======== Material for the task

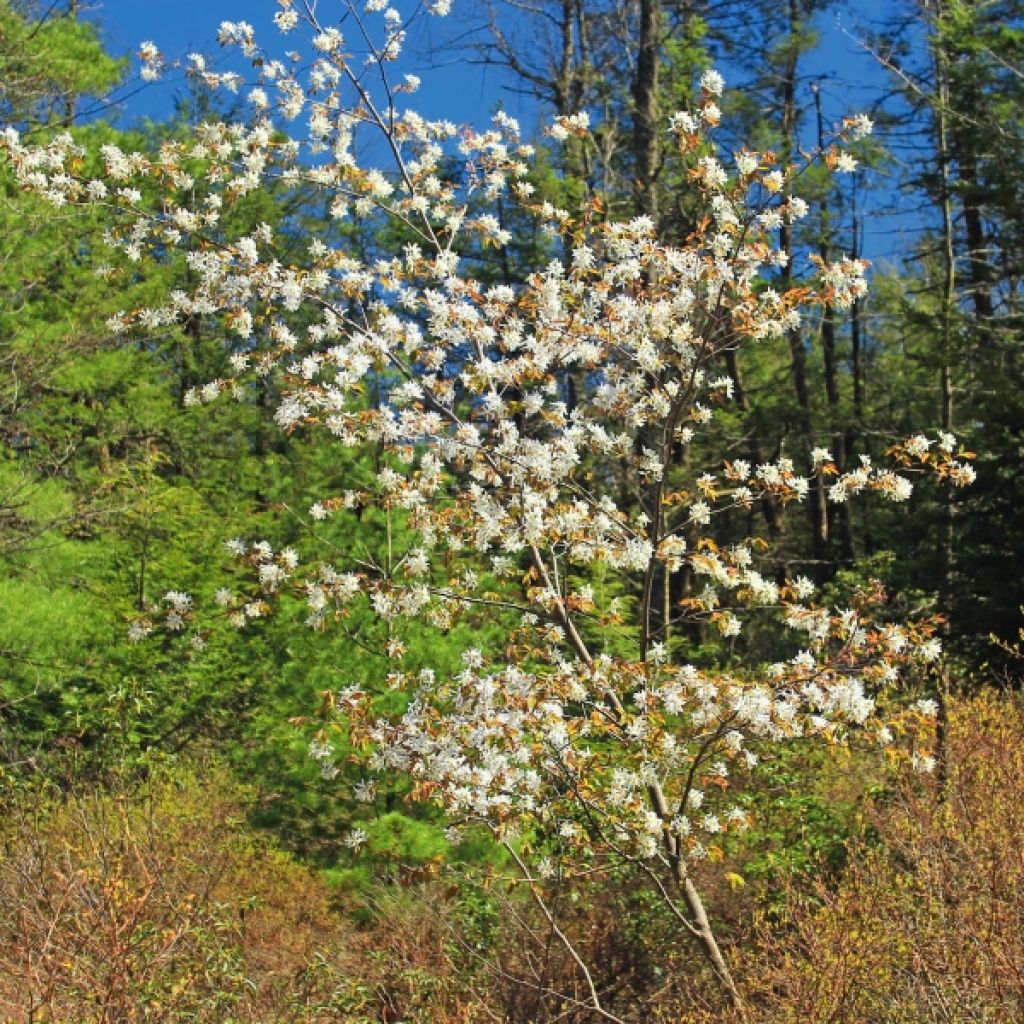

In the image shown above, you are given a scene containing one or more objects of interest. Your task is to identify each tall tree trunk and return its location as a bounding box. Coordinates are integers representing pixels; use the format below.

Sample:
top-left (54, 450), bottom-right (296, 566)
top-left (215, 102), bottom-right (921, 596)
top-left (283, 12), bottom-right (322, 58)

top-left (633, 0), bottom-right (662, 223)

================

#### Your task
Convert the listing above into a JSON array of strings with one string per line. Skip blank lines and leave out the picture.

#### Task result
[
  "In the image shown above, you are given a scene containing one or more objects of interest. Your task is to identify each tall tree trunk and return its location as a bounding box. Coordinates are integers representing pixels; use the format below.",
  "Sample:",
  "top-left (54, 450), bottom-right (296, 566)",
  "top-left (215, 102), bottom-right (921, 596)",
  "top-left (283, 12), bottom-right (322, 58)",
  "top-left (633, 0), bottom-right (662, 223)"
]